Haven't written in here for ages...been busy with many things like school, life, health, etc. The biggest change or realization is the recent diagnosis of hypothyroidism. I finally have an answer to the many, many posts I've had about feeling terrible and down. It was at the point where I felt so depressed about everything I questioned my sanity and all the clues my body was giving me. I'm on the high level of hypothyroidism..9.17, I believe. I hope it's in more control and will find out the next time I have my blood tested. It was so bad, I honestly thought I had the mumps (I could feel my neck swelling). Different parts of my body were shutting down and I thought it was age. My hair was/is falling out, energy level was just make it through the day and take many naps. It was so horrible not knowing what was wrong with me. It came to a head in early March as I thought I was broken, physically. Thank God I got a new doctor and she was able to find out almost immediately what I had. I feel that, if I'm honest, this has been going on for 13-15 years.
The worst moments
Thinking I was going to have a heart attack because my body was so weak and not knowing it was my thyroid on empty.
Struggling in the winter...walking is one of my favorite things to do but I felt like my muscles were cramping up on me, and they were. I thought I was going to collapse because of this. I realize now how strong I am considering all of this.

RECORDS PROVIDED
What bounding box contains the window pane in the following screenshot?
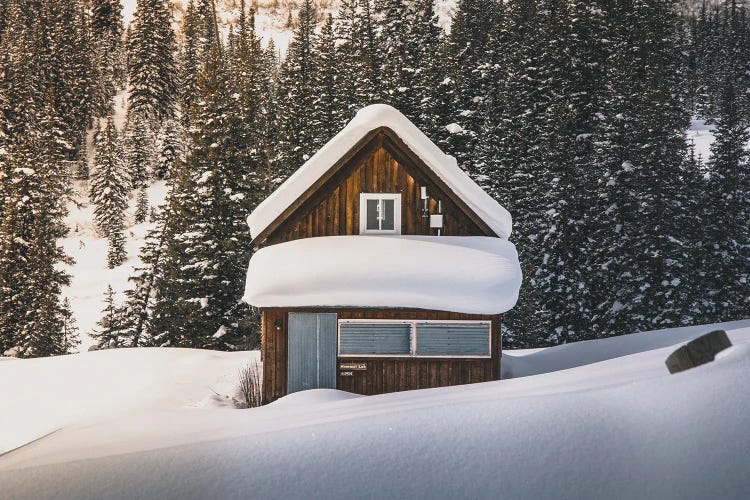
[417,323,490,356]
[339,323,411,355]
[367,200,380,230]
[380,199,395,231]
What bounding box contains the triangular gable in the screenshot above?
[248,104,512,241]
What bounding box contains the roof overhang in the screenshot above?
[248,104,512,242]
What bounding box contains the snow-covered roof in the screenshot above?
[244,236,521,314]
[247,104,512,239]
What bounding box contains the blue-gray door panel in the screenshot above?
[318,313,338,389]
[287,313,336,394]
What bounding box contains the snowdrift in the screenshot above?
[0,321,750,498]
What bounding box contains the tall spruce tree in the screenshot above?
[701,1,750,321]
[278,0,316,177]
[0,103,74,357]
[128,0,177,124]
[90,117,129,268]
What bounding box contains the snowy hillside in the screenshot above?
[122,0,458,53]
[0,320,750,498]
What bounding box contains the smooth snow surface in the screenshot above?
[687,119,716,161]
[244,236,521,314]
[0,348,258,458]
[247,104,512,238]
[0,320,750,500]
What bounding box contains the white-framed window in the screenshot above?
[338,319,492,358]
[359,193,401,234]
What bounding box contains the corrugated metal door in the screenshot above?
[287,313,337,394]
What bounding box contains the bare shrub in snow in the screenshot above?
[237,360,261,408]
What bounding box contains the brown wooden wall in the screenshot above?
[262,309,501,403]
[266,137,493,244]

WHAT YOU SHOULD DO
Continue the journal entry about the hypothyroidism diagnosis, picking up right after its last sentence.

EXPECTED ANSWER
Shortness of temper...basically no patience and little to no desire to do what I love, art. My loss of things that I love was growing bigger and bigger. I thought it was because I was going to school and driving...nope.
Bad decisions and forgetting things/slumps of depression. I questioned my very existence because I thought why I am here at school? Why does this matter? Why do I matter? But it was my illness that was talking, not me.
The best moments so far
Not being so afraid. I was afraid of so many things...I still catch my self holding back and doubting my self because of that fear. I have to work/write/and relearn some skills because I was literally building walls to control my anxiety. When I think of all the energy I put into trying to create stepping stones so I wouldn't fall or get lost, I'm shocked. Even simple tasks like talking on the phone became overwhelming. Driving, nearly impossible for long distances. The best part of carrying on and getting the medicine I needed was seeing the change in my fear and the levels go down to the point where I think, what was I so afraid of.
Seeing my patience grow.
Having energy and trying to get in better shape now that I know it will work.
Seeing my eyes less swollen (my eyes had become half the size they normally are)
Getting interested in art an finishing up projects which felt like heavy stones on my back before. A complete 180 degree change.
Appreciation for my family and pets.
Relearning how to focus as I'm getting adjusted to this. My attention seems to be a blooming flower which is nice but distracting if you are in awe by everything.
Flavors of food are coming back to me....I lost the sense of taste and my ability to smell was muted. I told my husband it was like being in a dimly lit room, the light going off on occasion and now, now I am experiencing things as if for the first time. It's a bit like a rebirth, is how I'd put it.
My allergies are about a 2-3 instead of mind crushingly 9-10 with pain. I have some bad days but nothing like it used to be where I couldn't get out of bed.
Body aches are less, less swelling of joints.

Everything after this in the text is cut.